# Written instruction:
Copy the material from the line with "Target: human hand" through the end of the material, swapping "Wanted" for "Needed" and leaving everything else unchanged.

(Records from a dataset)
──────────
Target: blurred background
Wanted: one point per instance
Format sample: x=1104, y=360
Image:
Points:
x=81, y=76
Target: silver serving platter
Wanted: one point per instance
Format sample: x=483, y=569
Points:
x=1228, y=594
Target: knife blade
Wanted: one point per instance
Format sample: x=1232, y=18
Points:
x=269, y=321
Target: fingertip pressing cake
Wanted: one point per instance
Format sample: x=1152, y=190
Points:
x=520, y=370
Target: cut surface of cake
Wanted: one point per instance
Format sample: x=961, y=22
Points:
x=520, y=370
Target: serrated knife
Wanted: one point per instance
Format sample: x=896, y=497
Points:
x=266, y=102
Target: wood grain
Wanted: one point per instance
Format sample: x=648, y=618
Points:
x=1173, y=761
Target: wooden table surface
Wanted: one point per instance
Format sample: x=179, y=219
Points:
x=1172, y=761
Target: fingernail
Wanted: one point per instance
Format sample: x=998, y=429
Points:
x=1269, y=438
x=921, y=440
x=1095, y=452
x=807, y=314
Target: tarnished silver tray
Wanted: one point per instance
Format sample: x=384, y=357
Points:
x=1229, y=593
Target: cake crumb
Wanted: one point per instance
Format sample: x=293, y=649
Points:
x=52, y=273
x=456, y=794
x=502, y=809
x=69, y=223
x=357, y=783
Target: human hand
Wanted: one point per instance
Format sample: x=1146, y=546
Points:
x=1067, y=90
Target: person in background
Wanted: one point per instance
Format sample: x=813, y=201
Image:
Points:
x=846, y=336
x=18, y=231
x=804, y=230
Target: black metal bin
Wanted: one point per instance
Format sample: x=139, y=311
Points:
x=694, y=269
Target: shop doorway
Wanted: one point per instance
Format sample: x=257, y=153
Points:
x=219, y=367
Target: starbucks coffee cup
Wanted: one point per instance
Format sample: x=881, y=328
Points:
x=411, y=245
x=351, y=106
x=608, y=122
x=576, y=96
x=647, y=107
──────────
# Answer for this exercise:
Target: human hand
Needed: one point per instance
Format sample: x=1146, y=546
Points:
x=1067, y=90
Target: person in background
Needed: one point per instance
Format sample: x=813, y=201
Image:
Points:
x=846, y=336
x=18, y=231
x=804, y=230
Target: black metal bin
Needed: one point per instance
Format sample: x=139, y=311
Points:
x=694, y=269
Target: shop doorway
Needed: one point per instance
Format sample: x=257, y=153
Points:
x=219, y=367
Target: starbucks coffee cup
Needed: one point per instance
Format sample: x=881, y=328
Points:
x=411, y=245
x=351, y=106
x=608, y=122
x=576, y=96
x=647, y=107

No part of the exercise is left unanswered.